# [WRITTEN EXERCISE]
Lay out the records as a Markdown table with the columns "No." and "Text," numbering each line, starting at the line containing "Consider the photo above. Spot each instance of the bokeh" and running through the end of the records. Skip blank lines and omit the pictures.

═══ DATA PROVIDED

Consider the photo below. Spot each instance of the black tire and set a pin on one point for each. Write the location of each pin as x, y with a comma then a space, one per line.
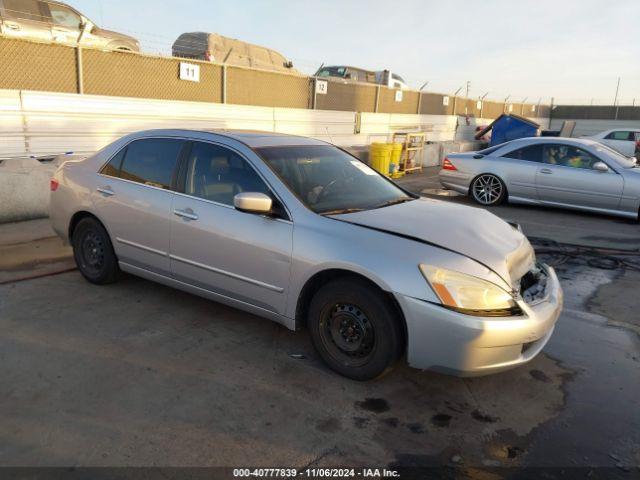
488, 190
93, 252
355, 329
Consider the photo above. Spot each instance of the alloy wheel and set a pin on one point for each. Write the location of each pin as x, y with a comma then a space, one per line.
487, 189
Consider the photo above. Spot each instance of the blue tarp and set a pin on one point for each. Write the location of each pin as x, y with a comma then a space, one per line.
509, 127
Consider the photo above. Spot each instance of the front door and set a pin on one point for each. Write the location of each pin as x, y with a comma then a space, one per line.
133, 197
240, 255
567, 177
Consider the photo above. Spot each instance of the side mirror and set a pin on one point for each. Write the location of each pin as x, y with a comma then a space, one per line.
253, 202
600, 167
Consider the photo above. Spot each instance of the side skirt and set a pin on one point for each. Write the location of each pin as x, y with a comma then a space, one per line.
216, 297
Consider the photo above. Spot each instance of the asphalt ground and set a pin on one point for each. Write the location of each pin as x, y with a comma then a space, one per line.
138, 374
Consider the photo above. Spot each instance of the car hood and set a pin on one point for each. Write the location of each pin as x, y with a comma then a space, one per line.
472, 232
114, 35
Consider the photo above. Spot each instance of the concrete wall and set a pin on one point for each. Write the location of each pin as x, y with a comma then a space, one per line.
591, 127
45, 123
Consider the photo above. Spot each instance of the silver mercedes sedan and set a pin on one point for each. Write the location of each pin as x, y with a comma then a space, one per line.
562, 172
300, 232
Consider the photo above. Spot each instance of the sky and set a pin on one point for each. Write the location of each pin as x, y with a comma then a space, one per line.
572, 50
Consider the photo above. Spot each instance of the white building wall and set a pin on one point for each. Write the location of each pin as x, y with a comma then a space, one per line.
39, 123
591, 127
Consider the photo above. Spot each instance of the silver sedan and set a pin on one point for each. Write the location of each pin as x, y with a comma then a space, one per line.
300, 232
562, 172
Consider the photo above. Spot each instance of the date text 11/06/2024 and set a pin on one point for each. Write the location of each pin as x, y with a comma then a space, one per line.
315, 473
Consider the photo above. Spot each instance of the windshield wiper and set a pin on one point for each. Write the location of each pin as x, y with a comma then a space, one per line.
338, 211
395, 201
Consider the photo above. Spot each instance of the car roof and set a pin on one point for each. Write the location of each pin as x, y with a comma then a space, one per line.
567, 140
251, 138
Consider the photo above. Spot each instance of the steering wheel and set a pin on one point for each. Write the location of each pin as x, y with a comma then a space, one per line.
332, 185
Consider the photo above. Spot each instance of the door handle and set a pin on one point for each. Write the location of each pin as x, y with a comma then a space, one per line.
185, 214
106, 191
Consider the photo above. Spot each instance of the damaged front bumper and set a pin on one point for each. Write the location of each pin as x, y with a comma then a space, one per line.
455, 343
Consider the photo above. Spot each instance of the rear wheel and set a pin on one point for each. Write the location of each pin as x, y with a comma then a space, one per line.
488, 190
355, 329
93, 252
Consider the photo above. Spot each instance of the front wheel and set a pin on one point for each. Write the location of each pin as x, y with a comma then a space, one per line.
93, 252
355, 329
488, 190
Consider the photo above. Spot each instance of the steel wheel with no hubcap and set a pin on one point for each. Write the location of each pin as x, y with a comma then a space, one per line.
348, 334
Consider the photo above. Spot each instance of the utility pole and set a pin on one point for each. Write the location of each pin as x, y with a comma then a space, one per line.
482, 103
455, 96
615, 100
424, 85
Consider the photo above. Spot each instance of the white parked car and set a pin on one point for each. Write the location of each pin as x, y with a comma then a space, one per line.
624, 140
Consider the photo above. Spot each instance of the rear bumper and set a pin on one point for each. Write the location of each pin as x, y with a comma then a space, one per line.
455, 180
450, 342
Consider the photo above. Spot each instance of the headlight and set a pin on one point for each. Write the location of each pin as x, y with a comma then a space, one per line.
469, 294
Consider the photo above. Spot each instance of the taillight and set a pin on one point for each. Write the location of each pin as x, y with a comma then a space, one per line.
447, 165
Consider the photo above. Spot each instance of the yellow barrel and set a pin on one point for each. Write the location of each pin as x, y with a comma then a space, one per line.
396, 154
380, 157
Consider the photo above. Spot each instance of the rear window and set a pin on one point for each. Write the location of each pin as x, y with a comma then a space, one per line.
621, 135
23, 10
490, 150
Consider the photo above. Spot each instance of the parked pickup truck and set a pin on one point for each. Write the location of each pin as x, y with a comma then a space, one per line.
353, 74
624, 140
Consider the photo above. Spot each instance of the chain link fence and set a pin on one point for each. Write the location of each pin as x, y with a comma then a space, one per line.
29, 65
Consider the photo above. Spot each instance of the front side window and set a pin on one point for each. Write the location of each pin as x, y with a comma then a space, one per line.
218, 174
150, 161
328, 180
23, 10
64, 17
568, 156
621, 135
532, 153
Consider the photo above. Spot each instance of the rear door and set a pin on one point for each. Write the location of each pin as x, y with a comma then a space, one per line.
133, 198
24, 19
240, 255
567, 177
520, 168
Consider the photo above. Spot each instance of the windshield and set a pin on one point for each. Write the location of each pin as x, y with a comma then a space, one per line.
621, 160
328, 180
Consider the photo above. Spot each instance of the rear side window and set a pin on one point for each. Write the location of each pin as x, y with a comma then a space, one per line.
23, 10
621, 135
113, 167
532, 153
151, 161
64, 17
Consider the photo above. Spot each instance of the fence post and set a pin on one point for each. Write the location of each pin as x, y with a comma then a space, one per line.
224, 83
314, 93
79, 69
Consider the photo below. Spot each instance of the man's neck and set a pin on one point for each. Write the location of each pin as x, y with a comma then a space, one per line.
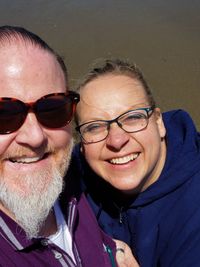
50, 226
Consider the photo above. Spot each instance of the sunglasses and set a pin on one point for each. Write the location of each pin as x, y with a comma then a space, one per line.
52, 111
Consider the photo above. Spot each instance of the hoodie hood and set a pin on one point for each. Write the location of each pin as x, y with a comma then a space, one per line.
182, 162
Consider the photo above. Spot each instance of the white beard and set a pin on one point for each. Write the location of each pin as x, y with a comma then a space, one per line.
31, 211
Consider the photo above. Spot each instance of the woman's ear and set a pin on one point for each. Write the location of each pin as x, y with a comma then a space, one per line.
160, 122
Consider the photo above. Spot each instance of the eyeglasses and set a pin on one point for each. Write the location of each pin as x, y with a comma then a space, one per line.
52, 111
130, 121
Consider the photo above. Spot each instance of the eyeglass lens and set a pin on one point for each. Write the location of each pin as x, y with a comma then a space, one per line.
52, 111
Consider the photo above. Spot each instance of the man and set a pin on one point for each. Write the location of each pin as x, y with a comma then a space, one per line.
140, 168
37, 227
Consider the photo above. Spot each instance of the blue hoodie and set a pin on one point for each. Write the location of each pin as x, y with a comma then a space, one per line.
161, 224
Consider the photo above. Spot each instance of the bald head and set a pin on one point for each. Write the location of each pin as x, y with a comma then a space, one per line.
12, 35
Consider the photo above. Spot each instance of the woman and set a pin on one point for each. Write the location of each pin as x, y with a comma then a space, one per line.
136, 165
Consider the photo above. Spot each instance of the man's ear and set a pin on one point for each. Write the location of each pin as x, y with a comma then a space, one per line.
160, 122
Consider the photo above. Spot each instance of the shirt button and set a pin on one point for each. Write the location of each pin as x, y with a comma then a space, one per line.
58, 255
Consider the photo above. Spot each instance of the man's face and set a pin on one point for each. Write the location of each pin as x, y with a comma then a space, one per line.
128, 161
33, 157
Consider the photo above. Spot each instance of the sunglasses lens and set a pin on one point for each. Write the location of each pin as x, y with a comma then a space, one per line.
55, 111
12, 115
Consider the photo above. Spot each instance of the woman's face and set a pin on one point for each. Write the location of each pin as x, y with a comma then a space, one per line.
130, 162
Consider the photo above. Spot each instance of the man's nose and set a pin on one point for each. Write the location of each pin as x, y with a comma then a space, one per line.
31, 132
117, 137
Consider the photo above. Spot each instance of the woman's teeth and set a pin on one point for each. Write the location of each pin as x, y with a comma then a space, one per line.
125, 159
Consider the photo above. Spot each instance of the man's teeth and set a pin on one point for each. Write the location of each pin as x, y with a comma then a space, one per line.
25, 160
124, 160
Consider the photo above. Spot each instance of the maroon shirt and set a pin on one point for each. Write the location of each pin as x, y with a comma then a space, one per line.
88, 240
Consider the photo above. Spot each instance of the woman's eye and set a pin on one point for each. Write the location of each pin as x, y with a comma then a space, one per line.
93, 128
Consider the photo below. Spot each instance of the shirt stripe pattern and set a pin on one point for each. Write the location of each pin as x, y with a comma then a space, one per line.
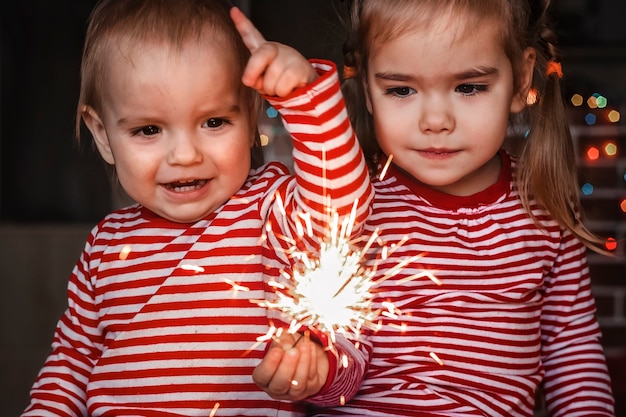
160, 319
514, 310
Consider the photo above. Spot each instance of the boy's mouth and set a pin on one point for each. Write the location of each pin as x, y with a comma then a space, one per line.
185, 186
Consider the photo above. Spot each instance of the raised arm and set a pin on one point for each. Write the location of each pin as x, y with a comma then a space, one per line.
330, 173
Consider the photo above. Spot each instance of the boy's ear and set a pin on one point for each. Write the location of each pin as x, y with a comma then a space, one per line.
98, 131
525, 75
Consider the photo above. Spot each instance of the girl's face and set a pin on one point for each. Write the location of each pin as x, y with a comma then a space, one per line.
176, 126
441, 103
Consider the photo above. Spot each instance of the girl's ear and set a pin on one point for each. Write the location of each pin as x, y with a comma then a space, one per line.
525, 81
98, 131
368, 100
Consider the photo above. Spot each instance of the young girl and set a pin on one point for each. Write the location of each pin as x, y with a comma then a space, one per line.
433, 86
160, 318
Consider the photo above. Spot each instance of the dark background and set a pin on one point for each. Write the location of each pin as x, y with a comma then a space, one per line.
53, 189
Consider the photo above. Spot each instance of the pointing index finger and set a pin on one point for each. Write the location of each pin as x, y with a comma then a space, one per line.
249, 33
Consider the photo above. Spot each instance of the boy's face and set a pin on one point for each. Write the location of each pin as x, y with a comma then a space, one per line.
176, 126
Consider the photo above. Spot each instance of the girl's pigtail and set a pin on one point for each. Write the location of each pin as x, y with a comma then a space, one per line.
548, 171
353, 88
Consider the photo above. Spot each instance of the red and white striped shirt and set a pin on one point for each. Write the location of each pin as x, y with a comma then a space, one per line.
160, 320
514, 310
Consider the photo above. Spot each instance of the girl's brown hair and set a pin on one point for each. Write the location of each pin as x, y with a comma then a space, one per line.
131, 23
546, 165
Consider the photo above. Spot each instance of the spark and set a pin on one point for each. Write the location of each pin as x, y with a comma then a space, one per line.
194, 268
125, 252
329, 290
436, 358
236, 287
344, 360
332, 289
385, 168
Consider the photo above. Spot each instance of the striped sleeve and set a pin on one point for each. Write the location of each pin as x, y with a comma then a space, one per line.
60, 388
330, 173
576, 377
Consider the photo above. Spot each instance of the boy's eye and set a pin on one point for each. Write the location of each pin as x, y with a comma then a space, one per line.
471, 89
400, 91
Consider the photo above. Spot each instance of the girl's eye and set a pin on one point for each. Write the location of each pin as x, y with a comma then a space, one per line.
471, 89
215, 123
400, 91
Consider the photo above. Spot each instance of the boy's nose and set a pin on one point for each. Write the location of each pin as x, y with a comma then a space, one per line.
184, 150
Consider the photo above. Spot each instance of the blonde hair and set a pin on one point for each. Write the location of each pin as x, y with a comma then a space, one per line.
546, 169
131, 23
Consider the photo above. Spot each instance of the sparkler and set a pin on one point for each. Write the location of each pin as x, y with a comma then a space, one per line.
331, 290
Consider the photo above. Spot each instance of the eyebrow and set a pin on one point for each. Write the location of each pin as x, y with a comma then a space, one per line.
464, 75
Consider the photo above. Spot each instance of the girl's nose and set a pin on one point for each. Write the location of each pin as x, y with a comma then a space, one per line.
436, 116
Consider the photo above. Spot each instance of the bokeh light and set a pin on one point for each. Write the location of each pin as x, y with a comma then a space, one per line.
577, 100
592, 153
610, 149
611, 244
271, 112
592, 102
532, 96
613, 116
590, 119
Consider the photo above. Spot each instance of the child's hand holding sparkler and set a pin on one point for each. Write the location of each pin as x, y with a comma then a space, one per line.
295, 367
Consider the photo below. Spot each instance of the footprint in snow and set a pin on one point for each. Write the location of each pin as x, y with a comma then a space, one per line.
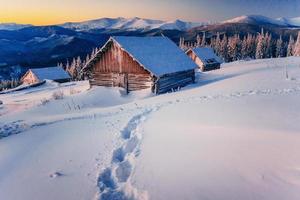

══════

# [RESPONSE]
| No. | Text |
|---|---|
| 1 | Consider the photo above. Spot each instance of the bokeh light and set a pin on one point for each. Write the location of each pin as x, y with a comma then a space, one per line. |
| 2 | 577, 100 |
| 3 | 592, 153 |
| 4 | 610, 149 |
| 5 | 611, 244 |
| 6 | 271, 112 |
| 7 | 592, 102 |
| 8 | 532, 96 |
| 9 | 613, 116 |
| 10 | 590, 119 |
| 11 | Consider the photo above. Spot each instance of the child's hand holding sparkler and set a pin on one point for each. Write the location of each pin as x, y with a comma then a space, one per line. |
| 12 | 295, 367 |
| 13 | Consider the photo below. Spot each instance of the footprint in snow and set a pin on one point for each. Write the location of each pin as x, y with a comma then a space, one per line. |